EXERCISE REQUIREMENTS: Render each line of the listing below as one string in a JSON array, omitting any blank lines.

Pointing listing
* start *

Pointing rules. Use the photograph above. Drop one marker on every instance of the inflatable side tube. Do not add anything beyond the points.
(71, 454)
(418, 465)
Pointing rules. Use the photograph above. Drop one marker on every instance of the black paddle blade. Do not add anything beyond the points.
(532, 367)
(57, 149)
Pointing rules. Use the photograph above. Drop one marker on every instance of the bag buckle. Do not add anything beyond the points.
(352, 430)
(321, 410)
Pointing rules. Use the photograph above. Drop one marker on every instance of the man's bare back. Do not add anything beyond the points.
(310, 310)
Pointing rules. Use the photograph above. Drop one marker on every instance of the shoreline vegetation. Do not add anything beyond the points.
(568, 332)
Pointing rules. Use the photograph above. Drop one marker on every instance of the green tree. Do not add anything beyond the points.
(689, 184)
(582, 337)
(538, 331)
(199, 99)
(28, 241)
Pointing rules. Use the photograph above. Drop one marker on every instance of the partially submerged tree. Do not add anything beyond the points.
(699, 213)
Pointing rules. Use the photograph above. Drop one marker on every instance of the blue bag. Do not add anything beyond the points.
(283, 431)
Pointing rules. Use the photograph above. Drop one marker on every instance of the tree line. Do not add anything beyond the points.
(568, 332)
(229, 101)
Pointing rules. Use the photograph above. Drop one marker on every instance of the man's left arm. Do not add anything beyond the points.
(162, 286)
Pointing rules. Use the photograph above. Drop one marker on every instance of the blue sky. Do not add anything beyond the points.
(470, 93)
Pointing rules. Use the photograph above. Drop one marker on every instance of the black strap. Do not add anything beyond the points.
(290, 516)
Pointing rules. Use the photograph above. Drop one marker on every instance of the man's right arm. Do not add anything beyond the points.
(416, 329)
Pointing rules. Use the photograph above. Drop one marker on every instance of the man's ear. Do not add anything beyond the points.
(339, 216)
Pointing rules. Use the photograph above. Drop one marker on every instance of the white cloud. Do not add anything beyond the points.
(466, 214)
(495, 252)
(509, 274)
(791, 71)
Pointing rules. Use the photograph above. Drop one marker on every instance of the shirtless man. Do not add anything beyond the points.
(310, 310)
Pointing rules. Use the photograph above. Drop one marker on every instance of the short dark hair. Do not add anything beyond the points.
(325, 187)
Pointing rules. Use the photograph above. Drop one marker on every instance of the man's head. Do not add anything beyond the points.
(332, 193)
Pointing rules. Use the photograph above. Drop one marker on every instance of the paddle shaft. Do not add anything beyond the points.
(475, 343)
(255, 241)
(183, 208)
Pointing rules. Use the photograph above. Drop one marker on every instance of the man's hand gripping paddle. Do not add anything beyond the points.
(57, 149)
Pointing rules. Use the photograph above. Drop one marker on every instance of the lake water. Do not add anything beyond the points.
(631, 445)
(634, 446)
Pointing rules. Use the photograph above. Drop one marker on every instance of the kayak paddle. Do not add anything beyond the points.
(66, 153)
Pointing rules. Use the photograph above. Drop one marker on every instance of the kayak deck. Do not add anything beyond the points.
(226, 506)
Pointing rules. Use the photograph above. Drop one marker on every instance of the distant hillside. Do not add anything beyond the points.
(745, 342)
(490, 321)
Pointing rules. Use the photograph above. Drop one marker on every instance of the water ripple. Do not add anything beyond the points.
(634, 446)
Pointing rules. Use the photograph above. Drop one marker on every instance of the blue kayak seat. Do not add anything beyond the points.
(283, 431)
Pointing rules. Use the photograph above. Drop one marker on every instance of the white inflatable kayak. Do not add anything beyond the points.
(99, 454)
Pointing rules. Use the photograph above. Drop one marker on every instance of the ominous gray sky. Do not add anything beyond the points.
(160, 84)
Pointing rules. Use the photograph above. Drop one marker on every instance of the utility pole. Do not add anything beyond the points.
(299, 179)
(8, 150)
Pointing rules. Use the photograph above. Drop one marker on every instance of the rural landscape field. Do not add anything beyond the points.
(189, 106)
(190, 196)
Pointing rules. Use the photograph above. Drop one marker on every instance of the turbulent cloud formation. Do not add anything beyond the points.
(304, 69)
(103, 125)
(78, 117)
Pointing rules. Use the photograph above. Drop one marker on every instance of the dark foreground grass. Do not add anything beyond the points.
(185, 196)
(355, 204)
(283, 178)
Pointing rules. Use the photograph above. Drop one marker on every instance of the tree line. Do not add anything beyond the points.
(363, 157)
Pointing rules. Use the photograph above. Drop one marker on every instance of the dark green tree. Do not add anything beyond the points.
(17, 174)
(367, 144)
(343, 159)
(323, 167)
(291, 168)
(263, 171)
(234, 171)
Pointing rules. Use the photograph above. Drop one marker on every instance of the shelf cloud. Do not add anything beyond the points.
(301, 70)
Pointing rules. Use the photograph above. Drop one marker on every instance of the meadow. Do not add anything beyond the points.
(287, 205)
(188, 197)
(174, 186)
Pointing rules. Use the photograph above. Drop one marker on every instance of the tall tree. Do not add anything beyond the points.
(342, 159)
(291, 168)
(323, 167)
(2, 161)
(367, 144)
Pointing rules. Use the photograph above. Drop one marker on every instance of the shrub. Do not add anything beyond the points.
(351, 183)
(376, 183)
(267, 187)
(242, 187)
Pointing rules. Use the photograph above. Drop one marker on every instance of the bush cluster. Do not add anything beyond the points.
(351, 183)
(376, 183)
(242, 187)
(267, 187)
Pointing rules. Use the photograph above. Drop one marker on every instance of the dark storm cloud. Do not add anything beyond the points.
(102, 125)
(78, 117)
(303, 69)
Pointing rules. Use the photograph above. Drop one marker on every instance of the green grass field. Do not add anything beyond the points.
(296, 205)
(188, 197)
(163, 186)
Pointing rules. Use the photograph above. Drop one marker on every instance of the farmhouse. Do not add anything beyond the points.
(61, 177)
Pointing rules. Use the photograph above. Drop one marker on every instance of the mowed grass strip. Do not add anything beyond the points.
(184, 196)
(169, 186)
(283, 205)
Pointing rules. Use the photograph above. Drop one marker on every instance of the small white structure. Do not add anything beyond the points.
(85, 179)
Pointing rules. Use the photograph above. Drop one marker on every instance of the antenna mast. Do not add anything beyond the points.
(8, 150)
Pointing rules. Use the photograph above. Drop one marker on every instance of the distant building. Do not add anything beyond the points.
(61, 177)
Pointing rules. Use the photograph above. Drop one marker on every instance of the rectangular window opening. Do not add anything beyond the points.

* end *

RESULT OF THIS TASK:
[
  "Pointing rules. Use the photograph above. Drop one marker on every instance of the inflatable side tube. Do not add anything beyond the points.",
  "(71, 454)",
  "(418, 465)",
  "Pointing rules. Use the photograph above. Drop one marker on every instance of the black paddle blade. Do not add anything beyond the points.",
  "(532, 367)",
  "(57, 149)",
  "Pointing rules. Use the photograph above. Drop one marker on every instance of the bag buckle. Do not add anything beyond the points.",
  "(352, 430)",
  "(321, 410)",
  "Pointing rules. Use the photograph above. Drop one marker on every instance of the man's bare back. Do not add anything beyond the points.",
  "(310, 310)",
  "Pointing rules. Use the photograph above. Drop one marker on every instance of the shoreline vegetation. Do not add anything beyond the points.",
  "(568, 332)",
  "Pointing rules. Use the photograph above. Drop one marker on every instance of the green tree. Do not add anything beyond the points.",
  "(689, 184)",
  "(582, 337)",
  "(538, 331)",
  "(199, 99)",
  "(28, 241)",
  "Pointing rules. Use the photograph above. Drop one marker on every instance of the partially submerged tree. Do not add anything beyond the points.",
  "(699, 213)",
  "Pointing rules. Use the photograph above. Drop one marker on every instance of the blue bag. Do not add anything beyond the points.",
  "(283, 431)",
  "Pointing rules. Use the photograph above. Drop one marker on every instance of the tree line. Do not add anything beyond the points.",
  "(568, 332)",
  "(229, 101)",
  "Pointing rules. Use the photograph above. Drop one marker on every instance of the man's left arm. Do not add anything beyond the points.",
  "(162, 286)",
  "Pointing rules. Use the photograph above. Drop one marker on every instance of the blue sky. Do not add anything beyond the points.",
  "(470, 93)",
  "Pointing rules. Use the photograph above. Drop one marker on every instance of the black strap. Do not add anything beyond the points.",
  "(290, 516)",
  "Pointing rules. Use the photograph above. Drop one marker on every instance of the man's right arm. Do not add anything beyond the points.",
  "(416, 329)",
  "Pointing rules. Use the photograph above. Drop one marker on every instance of the man's ear. Do not add anything beyond the points.",
  "(339, 216)",
  "Pointing rules. Use the photograph above. Drop one marker on every instance of the white cloud. Do not add anything beyond the points.",
  "(466, 214)",
  "(495, 252)",
  "(509, 274)",
  "(791, 71)",
  "Pointing rules. Use the photograph above. Drop one marker on every instance of the shirtless man. Do not add anything beyond the points.",
  "(310, 310)",
  "Pointing rules. Use the photograph above. Drop one marker on every instance of the short dark hair. Do not add anything beyond the points.",
  "(325, 187)",
  "Pointing rules. Use the photograph above. Drop one marker on every instance of the man's head. Do not add anything beyond the points.",
  "(332, 193)",
  "Pointing rules. Use the photograph above. Drop one marker on every instance of the paddle shaft. Do not add anything beyond the points.",
  "(475, 343)",
  "(255, 241)",
  "(183, 208)",
  "Pointing rules. Use the photograph above. Drop one marker on every instance of the man's hand gripping paddle. Do not add anything beyond the points.",
  "(57, 149)",
  "Pointing rules. Use the photograph above. Drop one marker on every instance of the lake water. Do not add anything beyond the points.",
  "(631, 445)",
  "(634, 446)",
  "Pointing rules. Use the photograph above. Drop one marker on every instance of the kayak paddle. Do not add anything beyond the points.",
  "(66, 153)",
  "Pointing rules. Use the photograph above. Drop one marker on every instance of the kayak deck. Do not add anything beyond the points.",
  "(226, 506)",
  "Pointing rules. Use the photograph above. Drop one marker on every instance of the distant hillside. Do not add anything beyond the points.",
  "(745, 342)",
  "(490, 321)",
  "Pointing rules. Use the photograph above. Drop one marker on every instance of the water ripple. Do not add anything beyond the points.",
  "(634, 446)",
  "Pointing rules. Use the photograph above. Drop one marker on every instance of the blue kayak seat. Do not add anything beyond the points.",
  "(283, 431)",
  "Pointing rules. Use the photograph above. Drop one marker on every instance of the white inflatable kayak. Do not add anything beyond the points.",
  "(99, 454)",
  "Pointing rules. Use the photograph above. Drop one marker on every instance of the ominous gray sky. Do not add anything beyond the points.",
  "(160, 84)",
  "Pointing rules. Use the photograph above. Drop one marker on every instance of the utility pole. Do not add anything beyond the points.",
  "(299, 179)",
  "(8, 150)",
  "Pointing rules. Use the photograph above. Drop one marker on every instance of the rural landscape field. Do not add anything beyond the points.",
  "(189, 106)",
  "(190, 196)",
  "Pointing rules. Use the photograph above. Drop one marker on every instance of the turbulent cloud formation. Do not add anything beyond the points.",
  "(304, 69)",
  "(103, 125)",
  "(78, 117)",
  "Pointing rules. Use the photograph above. Drop one marker on every instance of the dark foreground grass. Do not add anything beyond the points.",
  "(185, 196)",
  "(355, 204)",
  "(283, 178)",
  "Pointing rules. Use the photograph above. Drop one marker on every instance of the tree line. Do not add anything beyond the points.",
  "(363, 157)",
  "Pointing rules. Use the photograph above. Drop one marker on every instance of the dark green tree. Do not add anything beyond the points.",
  "(17, 174)",
  "(367, 144)",
  "(343, 159)",
  "(323, 167)",
  "(291, 168)",
  "(263, 171)",
  "(234, 171)",
  "Pointing rules. Use the photograph above. Drop one marker on every instance of the shelf cloud. Do not add anything beyond the points.",
  "(301, 70)",
  "Pointing rules. Use the photograph above. Drop one marker on every instance of the meadow. Do not add anything beyond the points.",
  "(287, 205)",
  "(188, 197)",
  "(174, 186)",
  "Pointing rules. Use the photograph above. Drop one marker on every instance of the tall tree. Do not add anything beyond the points.",
  "(342, 159)",
  "(291, 168)",
  "(323, 167)",
  "(2, 161)",
  "(367, 144)",
  "Pointing rules. Use the photograph above. Drop one marker on every instance of the shrub. Do not add anything beyond the points.",
  "(351, 183)",
  "(376, 183)",
  "(267, 187)",
  "(242, 187)",
  "Pointing rules. Use the photograph above. Drop one marker on every instance of the bush cluster. Do not add anything beyond the points.",
  "(351, 183)",
  "(376, 183)",
  "(242, 187)",
  "(267, 187)",
  "Pointing rules. Use the photograph above. Drop one marker on every instance of the dark storm cloud. Do not add anything beyond the points.",
  "(102, 125)",
  "(78, 117)",
  "(303, 69)",
  "Pointing rules. Use the photograph above. Drop one marker on every instance of the green grass field. Do not add anything beyond the points.",
  "(296, 205)",
  "(188, 197)",
  "(163, 186)",
  "Pointing rules. Use the photograph above. Drop one marker on every instance of the farmhouse. Do not add anything beyond the points.",
  "(61, 177)",
  "Pointing rules. Use the photograph above. Drop one marker on every instance of the mowed grass strip. Do not add anything beyond the points.",
  "(184, 196)",
  "(169, 186)",
  "(283, 205)",
  "Pointing rules. Use the photograph above. Drop one marker on every instance of the small white structure. Do not add anything beyond the points.",
  "(85, 179)",
  "Pointing rules. Use the photograph above. Drop one marker on every instance of the antenna mast. Do not add anything beyond the points.",
  "(8, 150)",
  "Pointing rules. Use the photograph above. Drop one marker on every instance of the distant building. Do not add anything beyond the points.",
  "(61, 177)",
  "Pointing rules. Use the photograph above. Drop one marker on every instance of the rectangular window opening. Do not add anything beyond the points."
]